- [What you should do] Gather and copy out every line of the material that contains the word "necklace". Case counts.

★ ★ ★

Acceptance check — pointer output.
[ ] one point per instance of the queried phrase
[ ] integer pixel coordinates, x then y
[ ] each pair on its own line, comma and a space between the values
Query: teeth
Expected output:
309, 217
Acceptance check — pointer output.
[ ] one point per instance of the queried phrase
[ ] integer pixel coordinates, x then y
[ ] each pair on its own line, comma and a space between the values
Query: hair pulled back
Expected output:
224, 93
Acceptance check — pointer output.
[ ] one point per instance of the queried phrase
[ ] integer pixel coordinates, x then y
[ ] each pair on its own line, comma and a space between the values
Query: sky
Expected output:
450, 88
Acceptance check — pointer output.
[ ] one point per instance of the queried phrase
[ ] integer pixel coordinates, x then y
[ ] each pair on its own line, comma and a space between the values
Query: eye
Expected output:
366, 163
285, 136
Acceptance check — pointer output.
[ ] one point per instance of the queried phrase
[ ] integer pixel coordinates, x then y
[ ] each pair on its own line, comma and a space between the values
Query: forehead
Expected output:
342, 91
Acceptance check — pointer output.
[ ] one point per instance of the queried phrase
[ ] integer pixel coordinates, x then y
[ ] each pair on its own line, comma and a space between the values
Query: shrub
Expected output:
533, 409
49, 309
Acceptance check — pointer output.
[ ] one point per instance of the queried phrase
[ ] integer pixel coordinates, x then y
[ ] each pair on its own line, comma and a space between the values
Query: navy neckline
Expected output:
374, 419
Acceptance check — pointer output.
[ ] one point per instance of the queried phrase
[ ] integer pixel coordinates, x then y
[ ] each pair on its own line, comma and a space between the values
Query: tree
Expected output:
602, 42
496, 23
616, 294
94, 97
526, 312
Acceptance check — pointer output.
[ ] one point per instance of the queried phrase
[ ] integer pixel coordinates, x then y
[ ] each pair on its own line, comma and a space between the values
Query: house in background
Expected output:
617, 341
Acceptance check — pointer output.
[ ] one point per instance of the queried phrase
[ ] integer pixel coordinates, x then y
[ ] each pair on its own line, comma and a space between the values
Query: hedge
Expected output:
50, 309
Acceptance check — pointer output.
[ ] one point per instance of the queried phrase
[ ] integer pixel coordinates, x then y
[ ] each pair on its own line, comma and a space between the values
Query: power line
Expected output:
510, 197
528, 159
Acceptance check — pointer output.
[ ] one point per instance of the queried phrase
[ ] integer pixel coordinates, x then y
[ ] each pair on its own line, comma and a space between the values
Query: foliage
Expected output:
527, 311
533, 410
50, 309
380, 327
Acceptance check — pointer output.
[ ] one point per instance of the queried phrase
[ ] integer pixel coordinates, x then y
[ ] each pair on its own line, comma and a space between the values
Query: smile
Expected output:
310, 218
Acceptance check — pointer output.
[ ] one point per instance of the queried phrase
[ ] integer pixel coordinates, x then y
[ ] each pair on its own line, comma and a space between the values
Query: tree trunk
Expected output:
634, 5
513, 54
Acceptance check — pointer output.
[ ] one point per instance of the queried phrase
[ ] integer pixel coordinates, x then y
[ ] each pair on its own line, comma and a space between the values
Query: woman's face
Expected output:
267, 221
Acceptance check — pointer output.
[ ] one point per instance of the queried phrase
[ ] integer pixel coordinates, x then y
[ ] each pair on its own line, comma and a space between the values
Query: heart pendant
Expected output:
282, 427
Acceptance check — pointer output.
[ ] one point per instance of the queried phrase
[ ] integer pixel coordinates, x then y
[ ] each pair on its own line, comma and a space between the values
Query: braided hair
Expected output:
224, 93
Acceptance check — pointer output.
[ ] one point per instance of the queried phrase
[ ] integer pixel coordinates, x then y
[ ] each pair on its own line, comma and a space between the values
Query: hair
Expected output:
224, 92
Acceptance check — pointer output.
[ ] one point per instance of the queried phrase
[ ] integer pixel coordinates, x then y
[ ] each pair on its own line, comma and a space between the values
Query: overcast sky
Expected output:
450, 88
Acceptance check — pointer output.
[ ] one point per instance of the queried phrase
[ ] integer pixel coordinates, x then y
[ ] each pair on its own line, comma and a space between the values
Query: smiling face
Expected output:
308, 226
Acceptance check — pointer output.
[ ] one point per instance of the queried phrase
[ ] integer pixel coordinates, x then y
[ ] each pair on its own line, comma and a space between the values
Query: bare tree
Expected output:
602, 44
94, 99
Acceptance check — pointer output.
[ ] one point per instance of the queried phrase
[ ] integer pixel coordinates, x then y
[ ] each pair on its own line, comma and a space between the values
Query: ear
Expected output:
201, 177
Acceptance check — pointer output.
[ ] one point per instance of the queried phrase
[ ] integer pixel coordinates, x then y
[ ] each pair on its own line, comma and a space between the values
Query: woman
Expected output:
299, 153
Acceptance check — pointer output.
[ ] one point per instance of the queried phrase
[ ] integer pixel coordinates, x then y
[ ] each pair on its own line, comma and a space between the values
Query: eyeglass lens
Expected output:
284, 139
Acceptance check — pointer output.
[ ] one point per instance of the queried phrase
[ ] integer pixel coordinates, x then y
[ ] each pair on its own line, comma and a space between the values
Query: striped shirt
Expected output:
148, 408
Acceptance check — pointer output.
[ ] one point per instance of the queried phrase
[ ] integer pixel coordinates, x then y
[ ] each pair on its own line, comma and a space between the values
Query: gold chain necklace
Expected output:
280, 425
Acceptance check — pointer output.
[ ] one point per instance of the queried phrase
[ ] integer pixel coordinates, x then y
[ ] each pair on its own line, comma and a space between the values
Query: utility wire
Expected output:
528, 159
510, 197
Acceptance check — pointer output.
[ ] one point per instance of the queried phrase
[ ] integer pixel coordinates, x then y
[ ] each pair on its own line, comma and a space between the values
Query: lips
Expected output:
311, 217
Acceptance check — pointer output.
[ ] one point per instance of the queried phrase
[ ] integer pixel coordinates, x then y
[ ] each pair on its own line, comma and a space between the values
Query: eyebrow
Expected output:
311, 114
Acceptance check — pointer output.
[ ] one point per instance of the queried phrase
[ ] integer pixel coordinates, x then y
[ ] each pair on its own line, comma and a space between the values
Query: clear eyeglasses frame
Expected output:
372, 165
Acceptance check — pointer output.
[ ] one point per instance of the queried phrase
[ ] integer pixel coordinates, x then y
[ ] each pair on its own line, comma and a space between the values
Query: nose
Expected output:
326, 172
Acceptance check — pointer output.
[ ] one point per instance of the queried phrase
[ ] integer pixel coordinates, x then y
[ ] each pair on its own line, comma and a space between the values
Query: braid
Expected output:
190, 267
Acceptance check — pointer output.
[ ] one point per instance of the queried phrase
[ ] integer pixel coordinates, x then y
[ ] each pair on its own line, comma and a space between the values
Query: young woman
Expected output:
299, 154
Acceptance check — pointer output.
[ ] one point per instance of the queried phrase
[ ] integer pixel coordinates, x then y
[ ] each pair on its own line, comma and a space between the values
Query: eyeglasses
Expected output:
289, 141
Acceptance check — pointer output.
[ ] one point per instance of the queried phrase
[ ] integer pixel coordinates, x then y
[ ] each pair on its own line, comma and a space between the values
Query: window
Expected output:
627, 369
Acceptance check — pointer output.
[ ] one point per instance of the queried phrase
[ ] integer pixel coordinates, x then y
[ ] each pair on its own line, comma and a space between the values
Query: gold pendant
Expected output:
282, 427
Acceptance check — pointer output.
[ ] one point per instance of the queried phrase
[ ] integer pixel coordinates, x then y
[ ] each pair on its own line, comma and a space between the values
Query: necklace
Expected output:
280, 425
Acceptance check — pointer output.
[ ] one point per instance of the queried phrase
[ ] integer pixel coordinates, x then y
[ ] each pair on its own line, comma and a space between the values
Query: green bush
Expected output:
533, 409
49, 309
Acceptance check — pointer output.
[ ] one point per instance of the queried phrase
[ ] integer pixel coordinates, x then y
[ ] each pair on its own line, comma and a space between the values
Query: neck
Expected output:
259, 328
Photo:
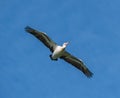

★ ★ ★

- [Exercise response]
Query: gold chain necklace
Query: necklace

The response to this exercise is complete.